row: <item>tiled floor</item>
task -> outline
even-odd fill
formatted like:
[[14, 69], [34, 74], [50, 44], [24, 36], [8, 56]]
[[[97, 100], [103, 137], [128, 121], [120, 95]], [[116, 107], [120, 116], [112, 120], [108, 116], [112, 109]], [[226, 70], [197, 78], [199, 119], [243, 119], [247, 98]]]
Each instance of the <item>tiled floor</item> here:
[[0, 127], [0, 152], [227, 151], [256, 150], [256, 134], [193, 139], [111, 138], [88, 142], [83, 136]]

▶ [WHAT TO DO] Quote each of the entries above verbatim, preserving every character and line break without alteration.

▶ [OUTPUT OF THE EXERCISE]
row: <item>tiled floor</item>
task -> outline
even-odd fill
formatted like:
[[14, 69], [34, 74], [50, 44], [24, 36], [8, 56]]
[[[97, 100], [103, 137], [128, 121], [120, 95]], [[116, 107], [120, 116], [112, 120], [108, 116], [112, 109]], [[226, 70], [197, 78], [199, 119], [243, 119], [247, 98]]]
Each instance of the <item>tiled floor</item> here:
[[0, 127], [0, 152], [227, 151], [256, 150], [256, 134], [193, 139], [111, 138], [88, 142], [83, 136]]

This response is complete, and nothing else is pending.